Return every line of the items below that contains the string "bird", treating uppercase and lowercase letters as different.

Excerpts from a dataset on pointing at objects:
● ● ● ● ● ● ●

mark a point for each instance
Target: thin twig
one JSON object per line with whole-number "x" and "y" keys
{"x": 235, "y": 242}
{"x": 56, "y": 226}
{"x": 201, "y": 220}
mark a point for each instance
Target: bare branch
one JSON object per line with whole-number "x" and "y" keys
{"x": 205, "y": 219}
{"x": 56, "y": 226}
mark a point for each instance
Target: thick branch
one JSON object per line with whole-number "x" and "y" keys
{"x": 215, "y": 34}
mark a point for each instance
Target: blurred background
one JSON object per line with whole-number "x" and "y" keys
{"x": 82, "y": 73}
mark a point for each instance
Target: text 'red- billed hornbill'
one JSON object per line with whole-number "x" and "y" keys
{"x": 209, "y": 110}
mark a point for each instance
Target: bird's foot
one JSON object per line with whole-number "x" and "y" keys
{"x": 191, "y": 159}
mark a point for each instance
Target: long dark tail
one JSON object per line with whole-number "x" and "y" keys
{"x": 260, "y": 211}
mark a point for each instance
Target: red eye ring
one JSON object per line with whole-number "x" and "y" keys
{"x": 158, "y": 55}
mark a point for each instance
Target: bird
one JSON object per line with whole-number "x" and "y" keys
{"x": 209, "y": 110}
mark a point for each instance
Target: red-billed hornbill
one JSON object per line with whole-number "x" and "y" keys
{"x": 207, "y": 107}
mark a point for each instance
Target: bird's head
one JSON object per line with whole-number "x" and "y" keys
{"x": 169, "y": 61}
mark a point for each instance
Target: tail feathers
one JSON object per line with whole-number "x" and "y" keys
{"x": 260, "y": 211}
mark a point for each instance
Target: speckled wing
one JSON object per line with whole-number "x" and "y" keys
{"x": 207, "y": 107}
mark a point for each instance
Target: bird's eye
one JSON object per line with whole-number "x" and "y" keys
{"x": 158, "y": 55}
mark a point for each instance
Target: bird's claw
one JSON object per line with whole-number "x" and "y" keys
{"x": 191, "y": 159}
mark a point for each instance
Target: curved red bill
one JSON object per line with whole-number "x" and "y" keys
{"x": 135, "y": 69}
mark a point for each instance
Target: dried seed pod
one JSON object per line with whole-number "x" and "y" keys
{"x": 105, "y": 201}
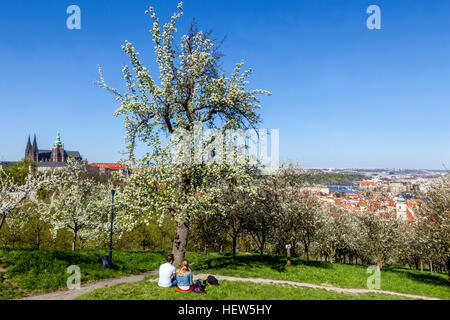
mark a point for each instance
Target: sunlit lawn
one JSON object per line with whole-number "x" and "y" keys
{"x": 35, "y": 271}
{"x": 227, "y": 290}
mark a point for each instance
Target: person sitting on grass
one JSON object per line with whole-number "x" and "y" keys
{"x": 184, "y": 277}
{"x": 167, "y": 273}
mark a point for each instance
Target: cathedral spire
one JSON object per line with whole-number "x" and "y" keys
{"x": 34, "y": 142}
{"x": 28, "y": 154}
{"x": 35, "y": 150}
{"x": 58, "y": 142}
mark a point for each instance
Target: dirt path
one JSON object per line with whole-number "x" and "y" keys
{"x": 67, "y": 294}
{"x": 88, "y": 287}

● ● ● ● ● ● ●

SOLUTION BELOW ▸
Target: bird's foot
Target: bird
Target: bird's head
Target: bird's eye
Target: bird's claw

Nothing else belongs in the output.